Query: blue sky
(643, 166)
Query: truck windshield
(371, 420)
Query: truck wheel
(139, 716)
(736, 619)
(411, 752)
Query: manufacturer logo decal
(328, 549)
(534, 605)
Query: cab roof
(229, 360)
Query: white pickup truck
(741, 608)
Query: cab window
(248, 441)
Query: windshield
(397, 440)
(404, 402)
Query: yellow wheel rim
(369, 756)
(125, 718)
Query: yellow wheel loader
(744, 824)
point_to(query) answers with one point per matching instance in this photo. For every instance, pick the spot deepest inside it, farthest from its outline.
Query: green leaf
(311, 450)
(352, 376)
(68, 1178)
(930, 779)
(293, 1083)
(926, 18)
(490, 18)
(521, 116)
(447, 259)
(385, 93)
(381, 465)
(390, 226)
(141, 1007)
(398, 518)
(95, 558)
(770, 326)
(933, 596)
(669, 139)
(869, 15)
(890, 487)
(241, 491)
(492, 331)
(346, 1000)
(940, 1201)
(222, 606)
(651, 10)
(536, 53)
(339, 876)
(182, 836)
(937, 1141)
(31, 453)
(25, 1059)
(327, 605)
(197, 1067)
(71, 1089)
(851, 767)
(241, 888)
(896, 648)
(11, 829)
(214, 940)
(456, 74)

----

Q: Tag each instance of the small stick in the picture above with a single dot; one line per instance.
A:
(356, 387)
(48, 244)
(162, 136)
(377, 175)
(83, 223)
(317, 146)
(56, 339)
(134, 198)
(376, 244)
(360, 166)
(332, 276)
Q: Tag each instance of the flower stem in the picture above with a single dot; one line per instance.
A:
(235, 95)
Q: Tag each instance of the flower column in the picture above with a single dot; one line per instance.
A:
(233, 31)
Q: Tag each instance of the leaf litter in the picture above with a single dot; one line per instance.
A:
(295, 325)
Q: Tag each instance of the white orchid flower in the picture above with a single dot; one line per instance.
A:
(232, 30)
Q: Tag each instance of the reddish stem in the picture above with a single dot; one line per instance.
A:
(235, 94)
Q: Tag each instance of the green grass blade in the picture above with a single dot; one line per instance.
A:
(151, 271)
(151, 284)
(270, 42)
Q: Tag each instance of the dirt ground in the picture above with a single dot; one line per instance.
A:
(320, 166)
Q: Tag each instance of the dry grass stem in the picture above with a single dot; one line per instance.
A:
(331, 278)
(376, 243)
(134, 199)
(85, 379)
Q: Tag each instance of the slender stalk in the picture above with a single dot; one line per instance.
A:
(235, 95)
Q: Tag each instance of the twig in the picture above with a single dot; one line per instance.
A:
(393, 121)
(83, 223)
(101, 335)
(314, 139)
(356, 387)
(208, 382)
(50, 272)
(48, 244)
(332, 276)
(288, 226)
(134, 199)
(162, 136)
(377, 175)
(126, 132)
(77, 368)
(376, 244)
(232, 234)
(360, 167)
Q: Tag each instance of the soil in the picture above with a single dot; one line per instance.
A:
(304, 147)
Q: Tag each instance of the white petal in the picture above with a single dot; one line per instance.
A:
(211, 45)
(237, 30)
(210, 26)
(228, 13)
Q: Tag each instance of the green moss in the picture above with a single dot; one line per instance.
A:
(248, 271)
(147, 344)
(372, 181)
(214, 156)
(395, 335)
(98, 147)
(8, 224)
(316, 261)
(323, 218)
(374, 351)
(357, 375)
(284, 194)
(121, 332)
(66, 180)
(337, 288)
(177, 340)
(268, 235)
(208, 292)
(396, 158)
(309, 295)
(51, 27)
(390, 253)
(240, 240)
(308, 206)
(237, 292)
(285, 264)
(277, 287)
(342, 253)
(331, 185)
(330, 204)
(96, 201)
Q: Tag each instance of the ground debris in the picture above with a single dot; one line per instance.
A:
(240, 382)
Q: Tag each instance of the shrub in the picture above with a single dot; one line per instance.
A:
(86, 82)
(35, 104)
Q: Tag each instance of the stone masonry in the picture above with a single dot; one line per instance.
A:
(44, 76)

----

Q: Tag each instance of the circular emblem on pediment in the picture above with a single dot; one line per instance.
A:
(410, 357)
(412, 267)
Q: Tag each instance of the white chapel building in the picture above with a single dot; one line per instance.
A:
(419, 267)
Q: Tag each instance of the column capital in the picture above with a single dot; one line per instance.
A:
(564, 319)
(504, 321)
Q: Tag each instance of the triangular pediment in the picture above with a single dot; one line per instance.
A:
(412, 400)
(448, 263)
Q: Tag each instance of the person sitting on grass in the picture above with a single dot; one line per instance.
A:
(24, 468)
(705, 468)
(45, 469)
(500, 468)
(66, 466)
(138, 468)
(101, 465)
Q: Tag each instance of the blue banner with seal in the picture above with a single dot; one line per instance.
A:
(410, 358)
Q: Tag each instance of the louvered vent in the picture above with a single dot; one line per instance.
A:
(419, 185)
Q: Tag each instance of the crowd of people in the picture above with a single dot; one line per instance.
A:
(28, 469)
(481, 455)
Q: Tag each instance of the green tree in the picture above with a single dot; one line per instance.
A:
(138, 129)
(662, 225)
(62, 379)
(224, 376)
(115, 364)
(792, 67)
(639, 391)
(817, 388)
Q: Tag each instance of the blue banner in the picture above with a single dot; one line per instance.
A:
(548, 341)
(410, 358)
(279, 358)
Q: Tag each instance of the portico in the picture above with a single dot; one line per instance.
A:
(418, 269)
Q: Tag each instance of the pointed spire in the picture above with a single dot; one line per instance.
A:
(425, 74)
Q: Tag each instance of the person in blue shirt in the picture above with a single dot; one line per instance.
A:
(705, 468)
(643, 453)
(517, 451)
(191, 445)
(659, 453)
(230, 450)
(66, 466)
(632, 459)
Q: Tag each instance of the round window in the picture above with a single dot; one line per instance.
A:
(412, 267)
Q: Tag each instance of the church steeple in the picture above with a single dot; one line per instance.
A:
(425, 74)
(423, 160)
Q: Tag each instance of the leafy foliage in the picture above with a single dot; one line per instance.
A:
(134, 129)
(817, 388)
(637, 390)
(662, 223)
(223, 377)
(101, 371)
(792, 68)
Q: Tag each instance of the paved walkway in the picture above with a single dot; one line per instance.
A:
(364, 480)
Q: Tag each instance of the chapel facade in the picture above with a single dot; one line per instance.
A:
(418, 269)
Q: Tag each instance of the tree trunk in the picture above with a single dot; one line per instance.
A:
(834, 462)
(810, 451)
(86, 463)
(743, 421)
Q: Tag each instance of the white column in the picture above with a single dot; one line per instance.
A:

----

What to do: Reading through the records above, report each line in which the string "column" is found.

Solution to this problem:
Q: Tag each instance of the flower column in the picture above with a single dot; one line per instance.
Q: Tag each instance of the column capital in the picture above with a single dot; one line per instance.
Q: Tag each instance of the white column in the picture above with a single dot; one line per instance.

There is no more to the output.